### About this exercise
Please transcribe the line with "Practice step: locate the dark" and the lines after it through the end of the listing below, keeping both ends and nothing more.

### Information shown

*****

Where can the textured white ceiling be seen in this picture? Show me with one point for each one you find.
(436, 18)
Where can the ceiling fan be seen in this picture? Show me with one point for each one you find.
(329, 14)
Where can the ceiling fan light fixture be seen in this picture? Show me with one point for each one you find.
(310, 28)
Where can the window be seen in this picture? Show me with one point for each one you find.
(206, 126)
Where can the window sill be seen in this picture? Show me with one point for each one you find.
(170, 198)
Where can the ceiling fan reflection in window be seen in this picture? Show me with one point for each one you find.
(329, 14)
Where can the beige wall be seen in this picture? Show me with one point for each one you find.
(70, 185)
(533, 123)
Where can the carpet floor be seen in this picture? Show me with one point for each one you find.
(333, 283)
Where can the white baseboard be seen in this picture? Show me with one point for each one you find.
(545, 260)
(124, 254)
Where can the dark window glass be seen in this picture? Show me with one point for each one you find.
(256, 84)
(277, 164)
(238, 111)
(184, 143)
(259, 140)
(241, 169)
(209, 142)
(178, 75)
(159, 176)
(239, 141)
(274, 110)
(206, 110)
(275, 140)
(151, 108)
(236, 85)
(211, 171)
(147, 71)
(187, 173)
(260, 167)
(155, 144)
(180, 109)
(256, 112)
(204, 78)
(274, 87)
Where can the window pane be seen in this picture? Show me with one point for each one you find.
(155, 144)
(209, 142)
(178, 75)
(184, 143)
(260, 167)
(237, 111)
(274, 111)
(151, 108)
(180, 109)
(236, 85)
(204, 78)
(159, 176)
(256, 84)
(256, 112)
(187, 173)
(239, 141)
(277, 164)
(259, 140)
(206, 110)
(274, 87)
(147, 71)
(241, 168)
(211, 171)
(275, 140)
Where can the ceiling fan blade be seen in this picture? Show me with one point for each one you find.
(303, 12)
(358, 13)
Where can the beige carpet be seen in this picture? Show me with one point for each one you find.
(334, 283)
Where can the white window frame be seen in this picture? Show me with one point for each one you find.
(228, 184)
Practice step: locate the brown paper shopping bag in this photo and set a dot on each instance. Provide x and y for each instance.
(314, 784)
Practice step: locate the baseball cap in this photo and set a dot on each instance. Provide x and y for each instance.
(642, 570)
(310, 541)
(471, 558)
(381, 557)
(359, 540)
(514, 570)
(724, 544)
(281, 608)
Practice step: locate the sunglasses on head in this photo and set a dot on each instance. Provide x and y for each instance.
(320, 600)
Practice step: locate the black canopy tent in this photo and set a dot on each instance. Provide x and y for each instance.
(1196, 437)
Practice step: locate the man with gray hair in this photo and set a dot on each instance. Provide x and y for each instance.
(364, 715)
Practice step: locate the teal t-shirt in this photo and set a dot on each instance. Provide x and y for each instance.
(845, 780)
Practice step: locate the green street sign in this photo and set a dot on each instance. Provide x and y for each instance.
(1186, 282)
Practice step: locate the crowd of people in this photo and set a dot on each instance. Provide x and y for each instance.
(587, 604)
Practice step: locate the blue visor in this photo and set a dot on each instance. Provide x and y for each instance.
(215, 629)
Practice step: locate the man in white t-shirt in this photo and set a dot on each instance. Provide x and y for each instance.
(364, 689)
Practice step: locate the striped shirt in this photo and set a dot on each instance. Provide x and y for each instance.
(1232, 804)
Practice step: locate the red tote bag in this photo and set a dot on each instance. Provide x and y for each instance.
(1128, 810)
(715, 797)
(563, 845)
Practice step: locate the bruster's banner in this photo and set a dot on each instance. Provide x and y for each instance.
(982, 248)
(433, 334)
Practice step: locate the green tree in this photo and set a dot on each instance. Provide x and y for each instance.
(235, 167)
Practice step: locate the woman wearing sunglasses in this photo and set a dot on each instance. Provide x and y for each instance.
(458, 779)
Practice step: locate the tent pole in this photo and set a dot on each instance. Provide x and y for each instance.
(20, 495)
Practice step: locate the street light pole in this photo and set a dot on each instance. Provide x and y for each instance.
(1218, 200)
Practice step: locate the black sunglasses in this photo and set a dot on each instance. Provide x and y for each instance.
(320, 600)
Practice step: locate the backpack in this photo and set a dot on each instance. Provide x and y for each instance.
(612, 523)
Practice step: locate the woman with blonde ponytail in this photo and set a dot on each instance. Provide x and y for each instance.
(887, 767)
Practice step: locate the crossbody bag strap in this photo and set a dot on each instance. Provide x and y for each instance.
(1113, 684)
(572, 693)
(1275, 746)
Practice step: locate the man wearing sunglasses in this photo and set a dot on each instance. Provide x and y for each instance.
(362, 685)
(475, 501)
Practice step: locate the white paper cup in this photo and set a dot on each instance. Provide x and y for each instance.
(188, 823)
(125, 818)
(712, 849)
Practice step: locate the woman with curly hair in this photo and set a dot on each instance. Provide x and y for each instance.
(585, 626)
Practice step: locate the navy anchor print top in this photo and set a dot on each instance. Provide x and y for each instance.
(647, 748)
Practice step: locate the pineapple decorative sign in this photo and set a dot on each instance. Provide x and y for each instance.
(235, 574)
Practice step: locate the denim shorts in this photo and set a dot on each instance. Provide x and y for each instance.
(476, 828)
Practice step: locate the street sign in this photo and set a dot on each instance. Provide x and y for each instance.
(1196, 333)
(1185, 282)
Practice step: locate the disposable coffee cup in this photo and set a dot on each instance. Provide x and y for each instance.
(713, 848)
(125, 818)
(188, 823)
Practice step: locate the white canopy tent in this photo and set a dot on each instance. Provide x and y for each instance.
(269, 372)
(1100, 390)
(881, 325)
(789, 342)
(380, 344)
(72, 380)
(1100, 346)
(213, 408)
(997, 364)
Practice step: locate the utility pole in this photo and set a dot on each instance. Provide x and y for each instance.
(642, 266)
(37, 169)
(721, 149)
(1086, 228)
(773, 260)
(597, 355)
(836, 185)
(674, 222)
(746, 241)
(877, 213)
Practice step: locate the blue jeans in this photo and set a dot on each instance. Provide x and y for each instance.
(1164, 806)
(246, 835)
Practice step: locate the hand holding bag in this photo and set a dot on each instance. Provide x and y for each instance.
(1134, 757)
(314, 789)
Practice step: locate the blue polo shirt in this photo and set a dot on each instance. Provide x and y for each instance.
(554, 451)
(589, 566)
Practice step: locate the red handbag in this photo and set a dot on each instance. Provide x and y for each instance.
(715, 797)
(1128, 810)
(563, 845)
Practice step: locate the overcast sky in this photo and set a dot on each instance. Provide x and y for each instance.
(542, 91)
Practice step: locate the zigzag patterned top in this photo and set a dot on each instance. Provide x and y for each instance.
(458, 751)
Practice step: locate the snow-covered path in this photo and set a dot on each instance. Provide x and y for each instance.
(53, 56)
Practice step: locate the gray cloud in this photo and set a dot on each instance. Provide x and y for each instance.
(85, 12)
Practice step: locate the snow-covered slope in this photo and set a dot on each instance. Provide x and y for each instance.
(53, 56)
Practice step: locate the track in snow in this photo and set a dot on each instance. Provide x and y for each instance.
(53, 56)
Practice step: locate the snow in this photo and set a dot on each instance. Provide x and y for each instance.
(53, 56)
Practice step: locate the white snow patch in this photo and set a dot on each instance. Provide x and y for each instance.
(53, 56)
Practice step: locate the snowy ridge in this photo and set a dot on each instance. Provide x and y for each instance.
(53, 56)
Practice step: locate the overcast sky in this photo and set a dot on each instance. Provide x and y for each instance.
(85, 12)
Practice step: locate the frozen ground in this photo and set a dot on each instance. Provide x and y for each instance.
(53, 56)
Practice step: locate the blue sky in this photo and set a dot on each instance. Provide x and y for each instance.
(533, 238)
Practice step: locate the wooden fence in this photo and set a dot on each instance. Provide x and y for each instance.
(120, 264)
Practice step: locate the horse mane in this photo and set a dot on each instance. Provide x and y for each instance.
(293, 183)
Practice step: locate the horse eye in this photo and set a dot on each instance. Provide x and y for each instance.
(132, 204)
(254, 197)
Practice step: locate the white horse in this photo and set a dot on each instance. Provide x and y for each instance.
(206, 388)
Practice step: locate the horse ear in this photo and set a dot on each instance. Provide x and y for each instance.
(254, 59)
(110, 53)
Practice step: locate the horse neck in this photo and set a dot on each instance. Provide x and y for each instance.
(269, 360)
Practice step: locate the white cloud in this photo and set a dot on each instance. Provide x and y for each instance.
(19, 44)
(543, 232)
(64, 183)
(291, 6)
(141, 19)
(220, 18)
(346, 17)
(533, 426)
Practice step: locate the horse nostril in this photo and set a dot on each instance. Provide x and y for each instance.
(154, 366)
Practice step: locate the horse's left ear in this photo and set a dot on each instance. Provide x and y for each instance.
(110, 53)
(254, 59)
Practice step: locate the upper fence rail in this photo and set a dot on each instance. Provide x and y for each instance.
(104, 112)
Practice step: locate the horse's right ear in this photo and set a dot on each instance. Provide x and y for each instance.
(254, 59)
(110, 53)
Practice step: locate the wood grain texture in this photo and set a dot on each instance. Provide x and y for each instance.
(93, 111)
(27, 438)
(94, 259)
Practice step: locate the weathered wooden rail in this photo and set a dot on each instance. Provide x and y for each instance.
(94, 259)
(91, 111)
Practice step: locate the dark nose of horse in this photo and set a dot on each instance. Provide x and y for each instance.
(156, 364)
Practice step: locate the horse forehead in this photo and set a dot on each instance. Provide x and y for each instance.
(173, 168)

*****

### Task output
Practice step: locate the dark nose of horse in this photo and set a dot on each instance. Provide x and y for each instance.
(156, 364)
Practice step: locate the horse forehead in this photo and set a dot on each instance. Provide x and y for each instance.
(173, 168)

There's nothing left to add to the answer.